**Assigned task**
In this exercise, reproduce the whole listing exactly.

**Records to process**
╭──

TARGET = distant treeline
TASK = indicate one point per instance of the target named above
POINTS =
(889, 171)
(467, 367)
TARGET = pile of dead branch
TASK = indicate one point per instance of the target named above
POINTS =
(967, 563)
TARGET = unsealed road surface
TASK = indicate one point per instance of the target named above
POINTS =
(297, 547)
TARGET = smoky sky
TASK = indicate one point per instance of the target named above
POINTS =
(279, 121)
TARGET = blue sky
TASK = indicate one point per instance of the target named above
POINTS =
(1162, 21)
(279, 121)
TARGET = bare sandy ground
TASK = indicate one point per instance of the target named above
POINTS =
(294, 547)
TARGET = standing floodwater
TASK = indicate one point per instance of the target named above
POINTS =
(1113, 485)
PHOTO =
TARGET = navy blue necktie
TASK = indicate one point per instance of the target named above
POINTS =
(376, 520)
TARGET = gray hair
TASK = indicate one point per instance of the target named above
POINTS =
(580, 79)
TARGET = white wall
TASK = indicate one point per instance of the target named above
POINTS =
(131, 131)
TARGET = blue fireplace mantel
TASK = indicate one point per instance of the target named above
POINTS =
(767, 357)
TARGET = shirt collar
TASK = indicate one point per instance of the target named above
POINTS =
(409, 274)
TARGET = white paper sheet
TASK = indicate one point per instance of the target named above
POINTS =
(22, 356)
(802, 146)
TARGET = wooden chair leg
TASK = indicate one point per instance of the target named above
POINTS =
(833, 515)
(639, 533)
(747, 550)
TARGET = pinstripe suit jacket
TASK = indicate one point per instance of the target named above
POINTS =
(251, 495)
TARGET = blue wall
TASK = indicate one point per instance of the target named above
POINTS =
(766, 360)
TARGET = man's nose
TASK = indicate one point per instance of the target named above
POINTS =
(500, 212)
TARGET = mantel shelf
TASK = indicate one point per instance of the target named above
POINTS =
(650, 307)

╰──

**Exercise response**
TARGET = distant treeline
TASK = indicate one point per instance of the target named above
POINTS =
(889, 171)
(467, 367)
TARGET = pile of dead branch
TASK = indicate one point per instance of the target named above
POINTS =
(967, 563)
TARGET = unsealed road surface
TASK = indicate one point per instance of the target named above
POINTS =
(297, 547)
TARGET = smoky sky
TASK = indicate one point per instance of the target named above
POINTS =
(279, 121)
TARGET = blue sky
TASK = indicate one point per instance of the target named above
POINTS =
(1162, 21)
(279, 121)
TARGET = bare sandy ground
TASK = indicate one point per instance of the target named above
POINTS =
(294, 547)
TARGET = standing floodwater
TASK = indicate one point per instance of the target named above
POINTS =
(1113, 485)
PHOTO =
TARGET = navy blue necktie
TASK = indicate one point per instance of the target named above
POINTS =
(376, 520)
TARGET = gray hair
TASK = indicate one point per instance of the target named above
POINTS =
(580, 79)
TARGET = white wall
TASK = indicate one point per instance of the target named above
POINTS =
(131, 131)
TARGET = blue fireplace mantel
TASK = indicate one point per instance of the target named above
POINTS =
(767, 357)
TARGET = shirt collar
TASK = indicate one point per instance of the target named above
POINTS =
(409, 274)
TARGET = white paper sheet
TASK = indicate one point per instance of the target named above
POINTS =
(22, 356)
(802, 146)
TARGET = wooden chair leg
TASK = indicate one point per instance of the target named above
POINTS =
(833, 515)
(639, 533)
(747, 550)
TARGET = pinstripe suit jacket
TASK = indicate one point per instance of the target named above
POINTS =
(251, 495)
TARGET = blue wall
TASK = indicate one point per instance of the target named above
POINTS =
(766, 360)
TARGET = man's nose
TASK = indicate one point per instance of the target named above
POINTS =
(500, 212)
TARGET = mantel shelf
TASK = indicate one point per instance of the target named above
POINTS =
(650, 307)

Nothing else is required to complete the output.